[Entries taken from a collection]
★ ★ ★
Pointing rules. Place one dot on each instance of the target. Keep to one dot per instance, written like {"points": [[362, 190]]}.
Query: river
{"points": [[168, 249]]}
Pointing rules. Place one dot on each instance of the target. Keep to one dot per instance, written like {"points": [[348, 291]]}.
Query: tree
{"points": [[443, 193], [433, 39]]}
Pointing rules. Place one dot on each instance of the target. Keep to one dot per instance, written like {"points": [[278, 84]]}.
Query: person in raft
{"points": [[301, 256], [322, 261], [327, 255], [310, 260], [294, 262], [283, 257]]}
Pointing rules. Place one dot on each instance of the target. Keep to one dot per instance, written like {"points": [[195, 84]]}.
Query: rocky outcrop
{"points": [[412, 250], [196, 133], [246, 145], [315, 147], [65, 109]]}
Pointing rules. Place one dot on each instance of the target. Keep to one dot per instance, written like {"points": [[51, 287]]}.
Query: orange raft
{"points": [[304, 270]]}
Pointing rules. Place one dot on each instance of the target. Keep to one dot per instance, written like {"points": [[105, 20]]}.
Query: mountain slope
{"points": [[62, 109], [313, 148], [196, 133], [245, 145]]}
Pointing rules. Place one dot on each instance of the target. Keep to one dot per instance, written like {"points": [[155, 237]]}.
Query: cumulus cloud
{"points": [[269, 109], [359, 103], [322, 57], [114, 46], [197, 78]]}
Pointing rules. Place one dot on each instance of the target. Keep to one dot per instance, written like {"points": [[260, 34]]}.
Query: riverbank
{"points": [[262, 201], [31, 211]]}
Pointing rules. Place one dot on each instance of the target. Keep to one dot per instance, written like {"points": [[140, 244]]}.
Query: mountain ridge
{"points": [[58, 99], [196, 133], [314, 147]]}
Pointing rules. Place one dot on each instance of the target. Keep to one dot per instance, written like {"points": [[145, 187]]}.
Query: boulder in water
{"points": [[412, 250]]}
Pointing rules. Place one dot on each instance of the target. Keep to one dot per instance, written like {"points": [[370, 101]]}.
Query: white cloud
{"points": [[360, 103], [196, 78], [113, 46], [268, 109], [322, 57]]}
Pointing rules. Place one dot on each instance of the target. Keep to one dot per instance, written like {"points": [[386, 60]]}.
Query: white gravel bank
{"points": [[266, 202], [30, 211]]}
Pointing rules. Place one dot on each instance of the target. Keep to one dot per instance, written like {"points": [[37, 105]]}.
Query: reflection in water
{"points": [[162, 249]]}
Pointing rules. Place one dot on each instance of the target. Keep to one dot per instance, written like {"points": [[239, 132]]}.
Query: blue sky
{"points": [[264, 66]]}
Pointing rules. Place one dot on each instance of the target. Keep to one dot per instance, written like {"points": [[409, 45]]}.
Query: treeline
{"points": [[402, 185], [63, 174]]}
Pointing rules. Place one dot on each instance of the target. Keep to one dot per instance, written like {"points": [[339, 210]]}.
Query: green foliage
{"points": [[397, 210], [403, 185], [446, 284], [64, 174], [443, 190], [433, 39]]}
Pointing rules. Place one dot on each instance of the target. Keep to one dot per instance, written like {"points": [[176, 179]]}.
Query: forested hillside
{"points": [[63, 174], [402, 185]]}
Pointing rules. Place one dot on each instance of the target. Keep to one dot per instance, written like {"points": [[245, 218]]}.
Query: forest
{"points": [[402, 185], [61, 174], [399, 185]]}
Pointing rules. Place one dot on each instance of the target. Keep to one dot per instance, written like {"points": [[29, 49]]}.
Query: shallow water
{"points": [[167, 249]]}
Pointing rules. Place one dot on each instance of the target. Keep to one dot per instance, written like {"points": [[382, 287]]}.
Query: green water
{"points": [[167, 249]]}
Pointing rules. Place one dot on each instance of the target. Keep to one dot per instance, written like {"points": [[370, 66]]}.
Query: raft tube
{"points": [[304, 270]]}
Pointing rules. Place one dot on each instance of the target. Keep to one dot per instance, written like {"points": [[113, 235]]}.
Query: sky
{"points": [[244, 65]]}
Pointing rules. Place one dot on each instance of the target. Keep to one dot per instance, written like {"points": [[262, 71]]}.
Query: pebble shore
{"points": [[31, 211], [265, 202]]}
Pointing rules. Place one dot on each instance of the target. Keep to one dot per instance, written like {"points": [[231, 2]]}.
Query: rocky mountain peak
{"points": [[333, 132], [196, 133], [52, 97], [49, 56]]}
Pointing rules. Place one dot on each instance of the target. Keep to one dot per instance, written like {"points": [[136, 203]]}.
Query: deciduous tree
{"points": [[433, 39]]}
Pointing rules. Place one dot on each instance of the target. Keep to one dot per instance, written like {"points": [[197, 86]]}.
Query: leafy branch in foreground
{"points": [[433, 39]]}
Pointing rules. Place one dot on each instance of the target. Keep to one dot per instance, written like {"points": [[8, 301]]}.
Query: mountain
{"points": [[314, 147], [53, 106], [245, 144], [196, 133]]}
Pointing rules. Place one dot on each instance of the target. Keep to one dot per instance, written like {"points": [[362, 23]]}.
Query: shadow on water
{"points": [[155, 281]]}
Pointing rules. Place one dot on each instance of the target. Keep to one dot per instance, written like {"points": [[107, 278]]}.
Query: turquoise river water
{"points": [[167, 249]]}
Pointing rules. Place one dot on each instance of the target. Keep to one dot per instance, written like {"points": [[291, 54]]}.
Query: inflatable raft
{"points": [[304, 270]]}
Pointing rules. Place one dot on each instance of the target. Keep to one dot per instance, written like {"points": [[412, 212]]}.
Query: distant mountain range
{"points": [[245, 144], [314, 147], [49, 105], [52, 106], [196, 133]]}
★ ★ ★
Directive
Restate the data above word for word.

Result
Pointing rules. Place one dot on each instance of the target. Keep to one dot per instance, written like {"points": [[362, 190]]}.
Query: river
{"points": [[168, 249]]}
Pointing rules. Place one dot on each instance of the target. Keep to one dot per instance, written like {"points": [[348, 291]]}.
Query: tree
{"points": [[443, 193], [433, 39]]}
Pointing rules. Place one dot on each instance of the target. Keep to one dot per instance, written like {"points": [[278, 84]]}.
Query: person in raft
{"points": [[301, 256], [322, 261], [327, 255], [310, 260], [294, 262], [283, 257]]}
Pointing rules. Place one dot on each instance of the target. Keep to one dot per instance, written like {"points": [[195, 84]]}.
Query: rocky outcrop
{"points": [[412, 250], [196, 133], [246, 145], [315, 147], [65, 109]]}
Pointing rules. Place one dot on each instance of the target. Keep to one dot per instance, written like {"points": [[51, 287]]}.
Query: orange raft
{"points": [[304, 270]]}
Pointing rules. Place one dot on each instance of the target. Keep to one dot per instance, written like {"points": [[105, 20]]}.
Query: mountain slope
{"points": [[62, 109], [313, 148], [196, 133], [245, 145]]}
Pointing rules. Place one dot on each instance of the target. Keep to one dot per instance, written like {"points": [[155, 237]]}.
Query: cumulus cloud
{"points": [[269, 109], [359, 103], [322, 57], [114, 46], [197, 78]]}
Pointing rules. Place one dot on each instance of the target. Keep to one dot per instance, written like {"points": [[260, 34]]}.
Query: riverbank
{"points": [[262, 201], [31, 211]]}
Pointing rules. Place one dot on each instance of the target. Keep to one dot per instance, written like {"points": [[140, 244]]}.
Query: mountain ridge
{"points": [[58, 99], [196, 133], [314, 147]]}
Pointing rules. Place one dot on each instance of the target. Keep to one dot per instance, written like {"points": [[145, 187]]}.
Query: boulder in water
{"points": [[412, 250]]}
Pointing rules. Place one dot on each instance of the target. Keep to one dot per instance, written like {"points": [[370, 101]]}.
Query: white cloud
{"points": [[360, 103], [196, 78], [113, 46], [268, 109], [322, 57]]}
Pointing rules. Place one dot on each instance of the target. Keep to one dot per instance, written like {"points": [[386, 60]]}.
Query: white gravel bank
{"points": [[266, 202], [30, 211]]}
Pointing rules. Place one dot on each instance of the target. Keep to one dot per instance, written like {"points": [[37, 105]]}.
Query: reflection in water
{"points": [[162, 249]]}
Pointing rules. Place one dot on each instance of the target. Keep to one dot per instance, written like {"points": [[239, 132]]}.
Query: blue sky
{"points": [[264, 66]]}
Pointing rules. Place one dot on each instance of the target. Keep to one dot per instance, written like {"points": [[409, 45]]}.
Query: treeline
{"points": [[402, 185], [63, 174]]}
Pointing rules. Place one dot on each instance of the target. Keep to one dot per instance, written like {"points": [[339, 210]]}.
Query: green foliage
{"points": [[397, 210], [403, 185], [446, 284], [64, 174], [443, 190], [433, 39]]}
Pointing rules. Place one dot on each instance of the target. Keep to one dot per instance, written like {"points": [[176, 179]]}.
Query: forested hillside
{"points": [[63, 174], [402, 185]]}
Pointing rules. Place one dot on each instance of the target. Keep to one dot per instance, written like {"points": [[245, 218]]}.
Query: forest
{"points": [[402, 185], [61, 174], [399, 185]]}
Pointing rules. Place one dot on each instance of the target. Keep to one dot per instance, written like {"points": [[29, 49]]}.
Query: shallow water
{"points": [[167, 249]]}
Pointing rules. Place one dot on each instance of the target. Keep to one dot per instance, written like {"points": [[382, 287]]}.
Query: green water
{"points": [[167, 249]]}
Pointing rules. Place one dot on each instance of the target. Keep to one dot per instance, written like {"points": [[370, 66]]}.
Query: raft tube
{"points": [[304, 270]]}
Pointing rules. Place one dot on each instance of the target. Keep to one dot per instance, written like {"points": [[113, 235]]}.
Query: sky
{"points": [[244, 65]]}
Pointing rules. Place one dot on each instance of the target. Keep to one dot per instance, written like {"points": [[262, 71]]}.
Query: pebble shore
{"points": [[31, 211], [265, 202]]}
Pointing rules. Place one dot on each instance of the target. Keep to one dot per instance, written like {"points": [[231, 2]]}.
Query: rocky mountain peak
{"points": [[333, 132], [196, 133], [52, 97], [49, 56]]}
Pointing rules. Place one dot on each instance of the target. Keep to one dot per instance, written like {"points": [[136, 203]]}.
Query: deciduous tree
{"points": [[433, 39]]}
Pointing rules. Place one dot on each instance of the target. Keep to one dot per instance, written like {"points": [[197, 86]]}.
Query: leafy branch in foreground
{"points": [[433, 39]]}
Pointing rules. Place one dot on each instance of the target. Keep to one dot per instance, written like {"points": [[8, 301]]}.
Query: mountain
{"points": [[314, 147], [53, 106], [245, 144], [196, 133]]}
Pointing rules. Place one dot on each instance of the target. Keep to one dot per instance, written like {"points": [[362, 23]]}.
Query: shadow on water
{"points": [[155, 281]]}
Pointing rules. Place one dot on each instance of the target. Keep to one dot per instance, written like {"points": [[107, 278]]}.
Query: turquoise river water
{"points": [[167, 249]]}
Pointing rules. Place one dot on each instance of the target. Keep to one dot per instance, written like {"points": [[291, 54]]}.
Query: inflatable raft
{"points": [[304, 270]]}
Pointing rules. Place one dot on each instance of the target. Keep to one dot per instance, written like {"points": [[412, 212]]}.
Query: distant mountain range
{"points": [[245, 144], [314, 147], [49, 105], [52, 106], [196, 133]]}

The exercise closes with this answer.